PASSAGE TO READ ▸
----------------------------------------

Cozis

Building web apps from scratch - Request Parsing - Part 2

NOTE: This post is still a work in progress!! Our little web server is very cool, isn't it? The missing thing now, from a feature stand point, is sending a response based on what the client requested. But first, we need to improve its robustness a bit. There are some error corner cases that we haven't handled yet.

Handling partial sends

The first issue is relative to recv and send. We assumed that when we pass a buffer to send, the system will send the entire message or fail. This isn't correct. This function can also do partial sends. Lets say we want to send 100 bytes. The first time we send only 10 bytes may be sent, so we need to call send again with the remaining bytes

1int send_all(SOCKET_TYPE sock, void *src, size_t num)

----------------------------------------

INPUT MATERIAL ▸
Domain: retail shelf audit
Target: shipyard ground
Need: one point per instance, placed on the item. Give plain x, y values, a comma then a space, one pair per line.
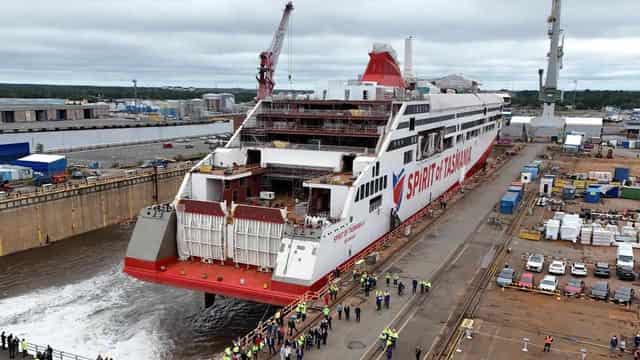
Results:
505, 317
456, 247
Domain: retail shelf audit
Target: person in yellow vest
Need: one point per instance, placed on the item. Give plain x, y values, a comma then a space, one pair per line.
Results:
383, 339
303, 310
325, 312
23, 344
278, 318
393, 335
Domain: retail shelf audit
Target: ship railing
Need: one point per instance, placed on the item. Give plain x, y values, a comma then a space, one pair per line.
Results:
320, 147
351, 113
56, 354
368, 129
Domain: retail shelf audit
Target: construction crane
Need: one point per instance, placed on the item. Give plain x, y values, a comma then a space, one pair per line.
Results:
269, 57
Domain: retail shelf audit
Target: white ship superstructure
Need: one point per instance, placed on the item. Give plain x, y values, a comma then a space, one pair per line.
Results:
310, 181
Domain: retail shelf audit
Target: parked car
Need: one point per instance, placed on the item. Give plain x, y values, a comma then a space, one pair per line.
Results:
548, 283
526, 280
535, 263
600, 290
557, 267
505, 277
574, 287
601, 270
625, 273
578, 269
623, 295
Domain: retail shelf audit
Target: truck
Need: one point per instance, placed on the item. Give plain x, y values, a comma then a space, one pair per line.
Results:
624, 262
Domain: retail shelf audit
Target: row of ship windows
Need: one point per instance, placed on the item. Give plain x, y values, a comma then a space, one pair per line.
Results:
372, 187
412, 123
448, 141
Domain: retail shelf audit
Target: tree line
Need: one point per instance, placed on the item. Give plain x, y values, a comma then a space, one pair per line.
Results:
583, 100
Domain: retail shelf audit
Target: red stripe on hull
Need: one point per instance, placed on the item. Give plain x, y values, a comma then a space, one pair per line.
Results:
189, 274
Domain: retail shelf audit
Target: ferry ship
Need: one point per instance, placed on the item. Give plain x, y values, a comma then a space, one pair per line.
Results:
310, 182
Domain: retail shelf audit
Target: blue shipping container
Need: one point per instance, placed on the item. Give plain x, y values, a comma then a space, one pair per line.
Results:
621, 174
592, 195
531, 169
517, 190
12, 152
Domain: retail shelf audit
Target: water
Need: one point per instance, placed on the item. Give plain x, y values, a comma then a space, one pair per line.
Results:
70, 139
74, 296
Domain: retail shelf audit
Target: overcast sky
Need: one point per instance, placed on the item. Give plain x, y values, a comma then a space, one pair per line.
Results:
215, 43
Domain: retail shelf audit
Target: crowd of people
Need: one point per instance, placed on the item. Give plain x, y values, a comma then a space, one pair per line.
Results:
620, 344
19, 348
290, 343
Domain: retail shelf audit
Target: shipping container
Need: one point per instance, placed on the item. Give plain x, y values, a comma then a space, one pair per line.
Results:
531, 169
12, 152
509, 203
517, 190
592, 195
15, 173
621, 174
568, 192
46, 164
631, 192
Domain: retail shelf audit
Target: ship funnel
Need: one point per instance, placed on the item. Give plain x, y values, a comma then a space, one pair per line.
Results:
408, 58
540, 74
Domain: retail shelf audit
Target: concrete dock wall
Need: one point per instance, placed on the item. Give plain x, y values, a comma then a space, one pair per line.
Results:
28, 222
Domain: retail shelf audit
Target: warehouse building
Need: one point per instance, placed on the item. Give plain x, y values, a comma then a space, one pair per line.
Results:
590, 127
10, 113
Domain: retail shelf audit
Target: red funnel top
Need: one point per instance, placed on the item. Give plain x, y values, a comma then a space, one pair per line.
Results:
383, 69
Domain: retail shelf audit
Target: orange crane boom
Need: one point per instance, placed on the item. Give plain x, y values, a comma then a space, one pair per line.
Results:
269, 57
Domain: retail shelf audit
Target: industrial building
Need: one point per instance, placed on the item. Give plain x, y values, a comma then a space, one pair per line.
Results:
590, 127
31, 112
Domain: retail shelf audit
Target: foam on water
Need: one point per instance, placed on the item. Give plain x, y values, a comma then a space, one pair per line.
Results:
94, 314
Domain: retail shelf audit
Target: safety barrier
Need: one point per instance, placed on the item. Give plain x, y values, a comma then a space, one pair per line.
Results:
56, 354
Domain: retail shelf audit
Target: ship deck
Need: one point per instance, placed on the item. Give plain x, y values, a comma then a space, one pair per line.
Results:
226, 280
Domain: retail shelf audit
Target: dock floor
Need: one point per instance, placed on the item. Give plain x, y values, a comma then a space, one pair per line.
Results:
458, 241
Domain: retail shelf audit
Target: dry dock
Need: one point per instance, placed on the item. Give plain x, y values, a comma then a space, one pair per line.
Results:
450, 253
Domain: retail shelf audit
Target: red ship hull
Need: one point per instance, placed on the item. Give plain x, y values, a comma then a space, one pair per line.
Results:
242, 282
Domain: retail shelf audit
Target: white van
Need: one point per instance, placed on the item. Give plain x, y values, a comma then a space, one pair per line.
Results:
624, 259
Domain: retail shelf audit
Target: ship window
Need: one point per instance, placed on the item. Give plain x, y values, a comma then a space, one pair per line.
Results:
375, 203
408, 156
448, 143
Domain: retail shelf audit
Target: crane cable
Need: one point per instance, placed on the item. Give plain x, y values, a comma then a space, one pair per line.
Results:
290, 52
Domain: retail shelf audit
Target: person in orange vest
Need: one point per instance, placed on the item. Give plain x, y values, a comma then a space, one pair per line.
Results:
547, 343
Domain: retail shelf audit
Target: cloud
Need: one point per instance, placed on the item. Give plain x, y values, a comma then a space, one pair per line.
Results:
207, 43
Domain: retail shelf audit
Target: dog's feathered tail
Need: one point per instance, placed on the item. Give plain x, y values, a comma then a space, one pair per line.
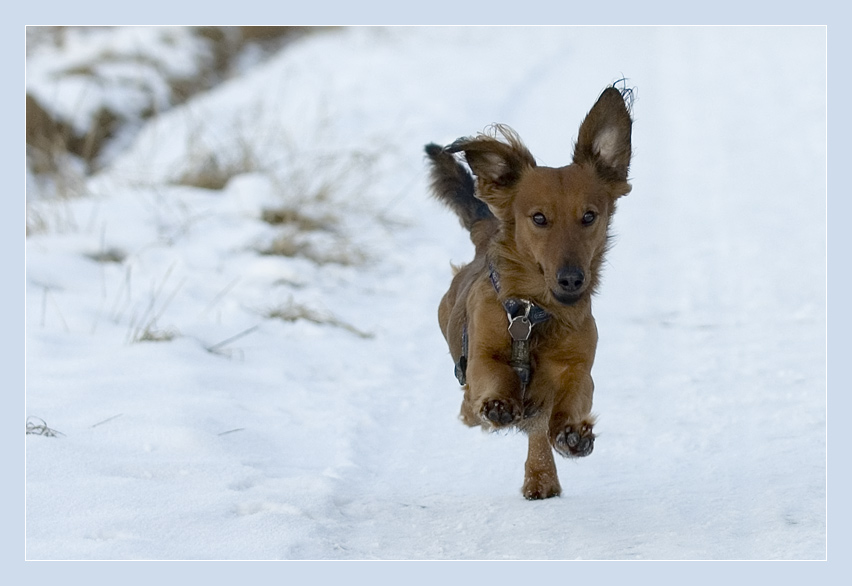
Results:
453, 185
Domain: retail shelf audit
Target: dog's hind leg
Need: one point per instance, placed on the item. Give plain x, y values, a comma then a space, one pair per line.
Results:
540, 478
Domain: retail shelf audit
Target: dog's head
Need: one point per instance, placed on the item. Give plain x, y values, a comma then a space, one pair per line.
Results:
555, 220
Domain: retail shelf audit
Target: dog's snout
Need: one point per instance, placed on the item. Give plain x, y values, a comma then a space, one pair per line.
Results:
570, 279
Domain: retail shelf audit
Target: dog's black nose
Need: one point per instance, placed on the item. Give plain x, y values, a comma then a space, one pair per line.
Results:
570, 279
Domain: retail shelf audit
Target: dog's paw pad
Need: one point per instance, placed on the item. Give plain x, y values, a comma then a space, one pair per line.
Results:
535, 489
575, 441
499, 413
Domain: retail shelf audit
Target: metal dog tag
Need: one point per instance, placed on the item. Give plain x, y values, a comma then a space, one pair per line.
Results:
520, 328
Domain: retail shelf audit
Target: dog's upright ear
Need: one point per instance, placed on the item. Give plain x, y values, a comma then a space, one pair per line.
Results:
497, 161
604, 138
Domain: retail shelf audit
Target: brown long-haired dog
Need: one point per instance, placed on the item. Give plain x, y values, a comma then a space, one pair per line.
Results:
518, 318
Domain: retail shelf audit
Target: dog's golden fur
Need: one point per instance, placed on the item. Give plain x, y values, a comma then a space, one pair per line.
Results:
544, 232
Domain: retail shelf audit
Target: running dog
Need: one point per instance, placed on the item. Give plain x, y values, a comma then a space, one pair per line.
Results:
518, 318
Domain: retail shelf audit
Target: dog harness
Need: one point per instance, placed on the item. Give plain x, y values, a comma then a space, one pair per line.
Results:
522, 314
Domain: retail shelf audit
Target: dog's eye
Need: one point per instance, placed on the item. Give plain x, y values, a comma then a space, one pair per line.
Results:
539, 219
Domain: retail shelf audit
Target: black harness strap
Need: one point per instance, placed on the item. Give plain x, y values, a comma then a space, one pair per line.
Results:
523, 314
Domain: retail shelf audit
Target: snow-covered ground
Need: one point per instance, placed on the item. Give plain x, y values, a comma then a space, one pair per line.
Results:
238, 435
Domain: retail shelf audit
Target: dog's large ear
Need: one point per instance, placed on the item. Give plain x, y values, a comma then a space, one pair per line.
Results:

----------------------------------------

REQUIRED WORK ▸
a - Pull out every line of the rows above that contains the string "dock", matching case exactly.
b - Carry on the post about building a web server from scratch, picking up right after its last line.

EXPECTED RESPONSES ▸
a -
Target: concrete dock wall
Target: dock floor
Target: dry dock

b -
2{
3 size_t sent = 0;
4 while (sent < num) {
5 int just_sent = send(sock, (char*) src + sent, num - sent, 0);
6 if (just_sent < 0) return -1;
7 sent += (size_t) just_sent;
8 }
9 return sent;
10}
11

This function calls send multiple times until every byte has been sent. If an error occurs before sending all bytes, it returns early with -1. By using this function in place of send we made our server much more reliable! The recv function behaves in a similar way. Instead of worrying about sending only part of the bytes we need to worry about not receiving exactly how many bytes we had in our buffer. But since we are ignoring the incoming message for now, it does not make a difference.

The syntax of an HTTP request

Now we are ready to parse the client's request. This will allow us to return different responses based on what the client sent us. The proper way to go about this would be reading the HTTP specification and implement the parser accordingly, but starting with an approximation is good enough for now. Here's an example of HTTP request:

GET / HTTP/1.1
Host: 127.0.0.1:8080
Connection: keep-alive
sec-ch-ua: "Not(A:Brand";v="99", "Brave";v="133", "Chromium";v="133"
sec-ch-ua-mobile: ?0
sec-ch-ua-platform: "Windows"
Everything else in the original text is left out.